- **WORK ORDER**: Repeat the data exactly as it stands.
BEGIN
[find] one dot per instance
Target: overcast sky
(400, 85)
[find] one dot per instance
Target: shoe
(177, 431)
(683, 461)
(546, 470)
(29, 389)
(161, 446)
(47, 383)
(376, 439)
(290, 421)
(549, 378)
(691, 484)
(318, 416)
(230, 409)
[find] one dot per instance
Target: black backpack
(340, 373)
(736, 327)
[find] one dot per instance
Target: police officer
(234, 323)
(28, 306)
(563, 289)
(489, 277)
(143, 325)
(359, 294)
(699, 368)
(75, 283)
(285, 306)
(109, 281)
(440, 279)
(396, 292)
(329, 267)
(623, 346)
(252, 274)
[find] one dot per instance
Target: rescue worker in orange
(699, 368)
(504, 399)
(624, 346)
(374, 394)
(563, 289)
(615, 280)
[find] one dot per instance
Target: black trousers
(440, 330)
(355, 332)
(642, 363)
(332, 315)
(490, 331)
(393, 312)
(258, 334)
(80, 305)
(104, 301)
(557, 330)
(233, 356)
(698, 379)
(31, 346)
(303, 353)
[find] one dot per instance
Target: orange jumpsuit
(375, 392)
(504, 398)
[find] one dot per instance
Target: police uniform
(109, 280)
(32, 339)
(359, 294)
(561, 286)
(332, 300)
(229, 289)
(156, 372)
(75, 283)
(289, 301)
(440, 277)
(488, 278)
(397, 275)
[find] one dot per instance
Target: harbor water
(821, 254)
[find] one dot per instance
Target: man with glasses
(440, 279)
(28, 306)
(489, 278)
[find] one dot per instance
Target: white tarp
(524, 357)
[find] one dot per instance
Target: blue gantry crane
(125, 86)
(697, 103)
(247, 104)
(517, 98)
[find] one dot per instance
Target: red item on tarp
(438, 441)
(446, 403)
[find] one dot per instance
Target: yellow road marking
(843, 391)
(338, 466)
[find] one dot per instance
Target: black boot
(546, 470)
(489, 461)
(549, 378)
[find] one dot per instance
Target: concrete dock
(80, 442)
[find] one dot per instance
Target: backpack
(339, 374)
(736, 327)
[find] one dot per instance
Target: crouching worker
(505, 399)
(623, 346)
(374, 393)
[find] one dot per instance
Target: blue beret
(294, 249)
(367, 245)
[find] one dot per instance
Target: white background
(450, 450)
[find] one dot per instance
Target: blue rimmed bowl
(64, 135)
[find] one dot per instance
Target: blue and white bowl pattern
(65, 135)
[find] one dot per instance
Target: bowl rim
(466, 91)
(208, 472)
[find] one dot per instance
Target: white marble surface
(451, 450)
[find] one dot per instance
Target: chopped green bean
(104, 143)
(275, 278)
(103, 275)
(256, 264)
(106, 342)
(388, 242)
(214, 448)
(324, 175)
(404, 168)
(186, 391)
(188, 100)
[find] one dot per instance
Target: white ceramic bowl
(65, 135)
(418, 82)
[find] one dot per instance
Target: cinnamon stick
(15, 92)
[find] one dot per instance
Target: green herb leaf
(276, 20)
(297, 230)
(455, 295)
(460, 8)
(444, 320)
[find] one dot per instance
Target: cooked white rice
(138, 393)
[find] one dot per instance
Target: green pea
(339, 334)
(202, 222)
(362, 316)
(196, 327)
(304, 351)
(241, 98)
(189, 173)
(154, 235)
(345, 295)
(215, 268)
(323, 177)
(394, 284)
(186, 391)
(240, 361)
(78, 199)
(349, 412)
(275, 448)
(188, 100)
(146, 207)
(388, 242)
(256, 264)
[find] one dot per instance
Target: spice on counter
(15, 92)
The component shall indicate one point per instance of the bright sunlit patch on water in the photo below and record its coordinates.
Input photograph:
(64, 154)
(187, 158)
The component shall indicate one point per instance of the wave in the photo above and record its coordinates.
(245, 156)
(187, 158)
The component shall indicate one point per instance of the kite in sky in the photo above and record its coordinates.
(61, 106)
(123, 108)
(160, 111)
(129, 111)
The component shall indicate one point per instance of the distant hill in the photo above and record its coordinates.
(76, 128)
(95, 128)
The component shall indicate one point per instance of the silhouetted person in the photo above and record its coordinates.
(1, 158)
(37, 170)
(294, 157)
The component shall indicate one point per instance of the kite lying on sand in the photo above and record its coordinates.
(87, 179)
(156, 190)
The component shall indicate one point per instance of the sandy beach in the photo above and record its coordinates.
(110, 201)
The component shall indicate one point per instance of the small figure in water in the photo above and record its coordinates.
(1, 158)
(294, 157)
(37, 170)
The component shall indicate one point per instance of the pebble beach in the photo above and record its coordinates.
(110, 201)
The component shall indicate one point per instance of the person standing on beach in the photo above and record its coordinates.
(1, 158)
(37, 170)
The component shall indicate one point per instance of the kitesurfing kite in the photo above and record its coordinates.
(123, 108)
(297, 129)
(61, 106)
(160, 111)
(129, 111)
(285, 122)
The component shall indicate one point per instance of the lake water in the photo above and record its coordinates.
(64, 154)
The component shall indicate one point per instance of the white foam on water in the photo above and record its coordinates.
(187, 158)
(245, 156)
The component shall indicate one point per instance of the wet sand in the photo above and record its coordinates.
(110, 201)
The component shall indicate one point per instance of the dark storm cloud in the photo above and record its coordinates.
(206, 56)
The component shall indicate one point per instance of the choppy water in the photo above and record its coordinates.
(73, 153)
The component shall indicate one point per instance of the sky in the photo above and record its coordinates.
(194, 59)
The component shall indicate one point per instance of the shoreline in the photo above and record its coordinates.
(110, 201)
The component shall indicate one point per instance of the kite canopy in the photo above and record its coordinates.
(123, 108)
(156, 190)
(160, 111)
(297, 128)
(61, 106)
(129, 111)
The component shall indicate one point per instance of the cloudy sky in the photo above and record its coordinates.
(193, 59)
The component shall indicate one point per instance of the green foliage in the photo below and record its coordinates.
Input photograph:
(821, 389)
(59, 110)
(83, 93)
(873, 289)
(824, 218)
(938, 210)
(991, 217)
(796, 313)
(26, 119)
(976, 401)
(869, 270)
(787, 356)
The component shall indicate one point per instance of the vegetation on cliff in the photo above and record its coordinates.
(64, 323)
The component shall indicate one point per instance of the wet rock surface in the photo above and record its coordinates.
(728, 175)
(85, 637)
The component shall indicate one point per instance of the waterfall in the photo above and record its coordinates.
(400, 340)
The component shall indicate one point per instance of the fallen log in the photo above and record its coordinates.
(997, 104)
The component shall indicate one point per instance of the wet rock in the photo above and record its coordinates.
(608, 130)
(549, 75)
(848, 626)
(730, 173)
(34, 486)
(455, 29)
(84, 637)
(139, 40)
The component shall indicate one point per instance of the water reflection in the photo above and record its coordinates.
END
- **EXPECTED ANSWER**:
[find] one dot per instance
Target: overcast sky
(400, 85)
[find] one dot per instance
Target: shoe
(177, 431)
(683, 461)
(546, 470)
(29, 389)
(161, 446)
(47, 383)
(376, 439)
(290, 421)
(549, 378)
(691, 484)
(318, 416)
(230, 409)
[find] one dot per instance
Target: black backpack
(340, 373)
(736, 327)
[find] one dot per instance
Target: police officer
(234, 323)
(28, 306)
(563, 289)
(489, 277)
(143, 325)
(359, 294)
(699, 368)
(75, 283)
(285, 306)
(109, 281)
(440, 279)
(396, 292)
(329, 267)
(623, 346)
(252, 274)
[find] one dot per instance
Target: rescue worker in orange
(699, 368)
(504, 399)
(624, 346)
(374, 394)
(563, 289)
(615, 280)
[find] one dot per instance
Target: black trousers
(440, 330)
(355, 332)
(642, 363)
(332, 315)
(490, 331)
(393, 312)
(258, 334)
(80, 305)
(104, 301)
(557, 330)
(233, 356)
(698, 379)
(31, 346)
(303, 353)
[find] one dot per instance
Target: orange jumpsuit
(375, 392)
(504, 398)
[find] one dot per instance
Target: police uniform
(109, 280)
(32, 339)
(359, 294)
(561, 286)
(332, 300)
(229, 289)
(156, 372)
(75, 283)
(289, 301)
(440, 277)
(488, 278)
(397, 275)
[find] one dot per instance
Target: harbor water
(821, 254)
[find] one dot per instance
Target: man with glasses
(440, 279)
(28, 306)
(489, 278)
[find] one dot per instance
Target: white tarp
(524, 357)
[find] one dot per instance
Target: blue gantry crane
(125, 86)
(697, 103)
(247, 104)
(517, 98)
[find] one dot per instance
Target: red item on tarp
(438, 441)
(446, 403)
[find] one dot per instance
Target: yellow road marking
(843, 391)
(338, 466)
[find] one dot per instance
Target: black boot
(546, 470)
(489, 461)
(549, 378)
[find] one dot per instance
Target: concrete dock
(80, 442)
[find] one dot per instance
Target: backpack
(339, 374)
(736, 327)
[find] one dot per instance
Target: crouching worker
(505, 399)
(623, 346)
(374, 393)
[find] one dot per instance
Target: blue beret
(294, 249)
(367, 245)
[find] one dot per instance
Target: white background
(450, 450)
[find] one dot per instance
Target: blue rimmed bowl
(64, 135)
[find] one dot per instance
Target: blue and white bowl pattern
(65, 135)
[find] one dot per instance
Target: bowl rim
(466, 91)
(208, 472)
[find] one dot per instance
Target: white marble surface
(451, 450)
[find] one dot per instance
Target: chopped green bean
(104, 143)
(275, 278)
(103, 275)
(256, 264)
(106, 342)
(388, 242)
(214, 448)
(324, 175)
(404, 168)
(186, 391)
(188, 100)
[find] one dot per instance
Target: white ceramic bowl
(65, 135)
(418, 82)
[find] one dot per instance
Target: cinnamon stick
(15, 92)
[find] one dot per instance
Target: green herb leaf
(276, 20)
(297, 230)
(455, 295)
(460, 8)
(444, 320)
[find] one dot per instance
Target: cooked white rice
(138, 393)
[find] one dot per instance
Target: green pea
(339, 334)
(202, 222)
(362, 316)
(196, 327)
(304, 351)
(241, 98)
(189, 173)
(154, 235)
(345, 295)
(215, 268)
(323, 177)
(394, 284)
(186, 391)
(240, 361)
(78, 199)
(349, 412)
(275, 448)
(188, 100)
(146, 207)
(388, 242)
(256, 264)
[find] one dot per instance
Target: spice on counter
(15, 92)
The component shall indicate one point per instance of the bright sunlit patch on water in the photo below and record its coordinates.
Input photograph:
(64, 154)
(187, 158)
The component shall indicate one point per instance of the wave in the photo above and record its coordinates.
(245, 156)
(187, 158)
The component shall indicate one point per instance of the kite in sky in the photo above and record its coordinates.
(61, 106)
(123, 108)
(160, 111)
(129, 111)
The component shall indicate one point per instance of the distant hill in the photo above and record its coordinates.
(76, 128)
(95, 128)
The component shall indicate one point per instance of the silhouetted person in the photo above and record its coordinates.
(1, 158)
(37, 170)
(294, 157)
The component shall indicate one point per instance of the kite lying on sand in the photo above and record its coordinates.
(87, 179)
(156, 190)
The component shall indicate one point per instance of the sandy beach in the photo above and record its coordinates.
(110, 201)
The component shall indicate one point per instance of the small figure in water in the photo above and record its coordinates.
(1, 158)
(294, 157)
(37, 170)
The component shall indicate one point per instance of the pebble beach in the photo above and record its coordinates.
(110, 201)
The component shall indicate one point per instance of the person standing on beach in the photo above and record its coordinates.
(1, 158)
(37, 170)
The component shall indicate one point per instance of the kitesurfing kite in the photo above and record its coordinates.
(123, 108)
(297, 129)
(61, 106)
(160, 111)
(129, 111)
(285, 122)
The component shall indicate one point per instance of the lake water in the photo above and record its coordinates.
(64, 154)
The component shall indicate one point per instance of the white foam on water in the photo above and record its coordinates.
(187, 158)
(245, 156)
The component shall indicate one point per instance of the wet sand in the photo above and record its coordinates.
(110, 201)
The component shall indicate one point per instance of the dark storm cloud in the photo above and record its coordinates.
(206, 56)
The component shall indicate one point per instance of the choppy water in the photo above and record its coordinates.
(73, 153)
The component shall indicate one point per instance of the sky in the photo above and record its coordinates.
(194, 59)
The component shall indicate one point per instance of the shoreline in the photo above and record its coordinates.
(110, 201)
The component shall indicate one point per instance of the kite canopy in the photo above and record its coordinates.
(123, 108)
(156, 190)
(160, 111)
(297, 128)
(61, 106)
(129, 111)
The component shall indicate one point per instance of the cloudy sky in the photo above and record its coordinates.
(193, 59)
The component shall indicate one point per instance of the green foliage in the photo below and record its coordinates.
Input photograph:
(821, 389)
(59, 110)
(83, 93)
(873, 289)
(824, 218)
(938, 210)
(991, 217)
(796, 313)
(26, 119)
(976, 401)
(869, 270)
(787, 356)
The component shall indicate one point per instance of the vegetation on cliff in the photo above and record its coordinates.
(64, 323)
The component shall indicate one point per instance of the wet rock surface in the photo above and record its coordinates.
(728, 175)
(85, 637)
The component shall indicate one point per instance of the waterfall in the photo above and record its coordinates.
(400, 340)
The component shall indicate one point per instance of the fallen log in the photo above and record its coordinates.
(997, 104)
The component shall indicate one point per instance of the wet rock in the photo above and record its coordinates.
(608, 130)
(549, 75)
(848, 626)
(730, 173)
(34, 486)
(455, 29)
(84, 637)
(139, 40)
The component shall indicate one point per instance of the water reflection in the photo above and record its coordinates.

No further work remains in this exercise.